◆ Verifica la comprensione
a. Rispondi alle seguenti domande sul testo fornito, una risposta per riga con la stessa numerazione.
(i) A quale pensatore fa particolare riferimento Michael Oliver?
(ii) Oltre alla disabilità, quali assi tiene presenti l'analisi dell'oppressione?
(iii) Fra quali due termini hanno operato una distinzione le persone disabili?
b. Stabilisci se ciascuna affermazione concorda con il testo fornito e rispondi sì o no, citando le parole del testo che lo dimostrano.
(i) La questione della disabilità è stata definita dalle persone direttamente interessate.
(ii) Disabilitare o disabilizzare ha una doppia connotazione.
(iii) La minoranza oppressa è descritta come poco numerosa.

Muovendo da presupposti marxisti, con un particolare riferimento a Gramsci, Michael Oliver è in grado di articolare una visione della disabilità autenticamente intersezionale, poiché l’oppressione sull’asse della disabilità viene sempre analizzata tenendo presenti gli assi di genere, razza e classe.

Disabilitare o disabilizzare assume una doppia connotazione: oppressione materiale di una minoranza (peraltro molto ampia e dai contorni giocoforza sfumati) e diffusione di una cultura che oggi definiremmo abilista.

L’autore conduce quindi gli studi sulla disabilità e l’attivismo per i diritti attraverso un percorso che inizia con la ridefinizione dei termini della questione, a partire dalla consapevolezza che la questione non è stata definita daə direttə interessatə. Questa spinta alla ridefinizione si è manifestata in primo luogo con la distinzione, operata proprio dalle persone disabili, fra impairment e disability:

“Menomazione (impairment): mancanza di una parte o di tutto un arto, o avente un arto, un organo o un meccanismo del corpo difettoso.

◆ Dati registrati
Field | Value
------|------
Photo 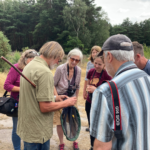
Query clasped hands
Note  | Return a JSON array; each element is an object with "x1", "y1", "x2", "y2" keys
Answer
[{"x1": 86, "y1": 85, "x2": 96, "y2": 93}]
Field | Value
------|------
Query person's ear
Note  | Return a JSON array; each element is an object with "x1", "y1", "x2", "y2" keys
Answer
[
  {"x1": 107, "y1": 52, "x2": 113, "y2": 63},
  {"x1": 136, "y1": 54, "x2": 141, "y2": 59}
]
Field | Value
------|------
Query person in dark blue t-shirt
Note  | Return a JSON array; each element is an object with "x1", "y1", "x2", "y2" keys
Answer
[{"x1": 132, "y1": 42, "x2": 150, "y2": 75}]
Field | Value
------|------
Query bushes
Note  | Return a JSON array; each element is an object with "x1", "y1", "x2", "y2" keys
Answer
[
  {"x1": 143, "y1": 44, "x2": 150, "y2": 59},
  {"x1": 0, "y1": 31, "x2": 11, "y2": 72}
]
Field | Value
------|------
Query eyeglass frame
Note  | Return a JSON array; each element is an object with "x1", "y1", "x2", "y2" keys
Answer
[{"x1": 70, "y1": 57, "x2": 80, "y2": 63}]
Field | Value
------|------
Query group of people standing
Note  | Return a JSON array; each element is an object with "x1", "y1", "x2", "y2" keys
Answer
[{"x1": 4, "y1": 35, "x2": 150, "y2": 150}]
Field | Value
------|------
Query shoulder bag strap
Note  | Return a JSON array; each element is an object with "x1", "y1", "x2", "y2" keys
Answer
[{"x1": 3, "y1": 91, "x2": 7, "y2": 97}]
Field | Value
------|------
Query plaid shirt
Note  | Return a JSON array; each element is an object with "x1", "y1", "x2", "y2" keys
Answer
[{"x1": 90, "y1": 62, "x2": 150, "y2": 150}]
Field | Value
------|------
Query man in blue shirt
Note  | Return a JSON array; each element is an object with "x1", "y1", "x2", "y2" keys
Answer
[{"x1": 132, "y1": 42, "x2": 150, "y2": 75}]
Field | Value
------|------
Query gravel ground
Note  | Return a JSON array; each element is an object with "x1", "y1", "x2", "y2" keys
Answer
[{"x1": 0, "y1": 106, "x2": 90, "y2": 150}]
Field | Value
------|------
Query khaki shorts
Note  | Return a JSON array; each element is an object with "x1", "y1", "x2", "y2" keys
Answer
[
  {"x1": 53, "y1": 104, "x2": 79, "y2": 125},
  {"x1": 53, "y1": 109, "x2": 62, "y2": 125}
]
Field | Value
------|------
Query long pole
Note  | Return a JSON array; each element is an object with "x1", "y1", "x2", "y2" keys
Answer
[{"x1": 1, "y1": 56, "x2": 36, "y2": 88}]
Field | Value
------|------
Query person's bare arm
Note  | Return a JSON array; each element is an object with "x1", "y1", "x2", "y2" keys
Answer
[
  {"x1": 94, "y1": 139, "x2": 112, "y2": 150},
  {"x1": 11, "y1": 86, "x2": 20, "y2": 92},
  {"x1": 76, "y1": 89, "x2": 79, "y2": 99},
  {"x1": 54, "y1": 86, "x2": 58, "y2": 96},
  {"x1": 83, "y1": 80, "x2": 87, "y2": 99},
  {"x1": 39, "y1": 97, "x2": 77, "y2": 113}
]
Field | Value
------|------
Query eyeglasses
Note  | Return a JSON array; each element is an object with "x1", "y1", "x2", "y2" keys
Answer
[
  {"x1": 70, "y1": 57, "x2": 80, "y2": 63},
  {"x1": 58, "y1": 59, "x2": 62, "y2": 63},
  {"x1": 25, "y1": 51, "x2": 39, "y2": 57}
]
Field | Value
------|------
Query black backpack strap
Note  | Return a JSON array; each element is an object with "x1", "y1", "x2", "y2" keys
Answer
[
  {"x1": 106, "y1": 81, "x2": 123, "y2": 139},
  {"x1": 3, "y1": 91, "x2": 7, "y2": 97}
]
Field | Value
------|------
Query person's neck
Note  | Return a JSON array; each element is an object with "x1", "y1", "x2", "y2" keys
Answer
[
  {"x1": 96, "y1": 70, "x2": 102, "y2": 73},
  {"x1": 139, "y1": 56, "x2": 148, "y2": 70},
  {"x1": 68, "y1": 64, "x2": 74, "y2": 71},
  {"x1": 112, "y1": 59, "x2": 127, "y2": 77},
  {"x1": 40, "y1": 55, "x2": 50, "y2": 65}
]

◆ Risposte attese
a.
(i) Gramsci.
(ii) Genere, razza e classe.
(iii) Fra impairment e disability.

b.
(i) No: "la questione non è stata definita daə direttə interessatə".
(ii) Sì: "Disabilitare o disabilizzare assume una doppia connotazione".
(iii) No: "peraltro molto ampia e dai contorni giocoforza sfumati".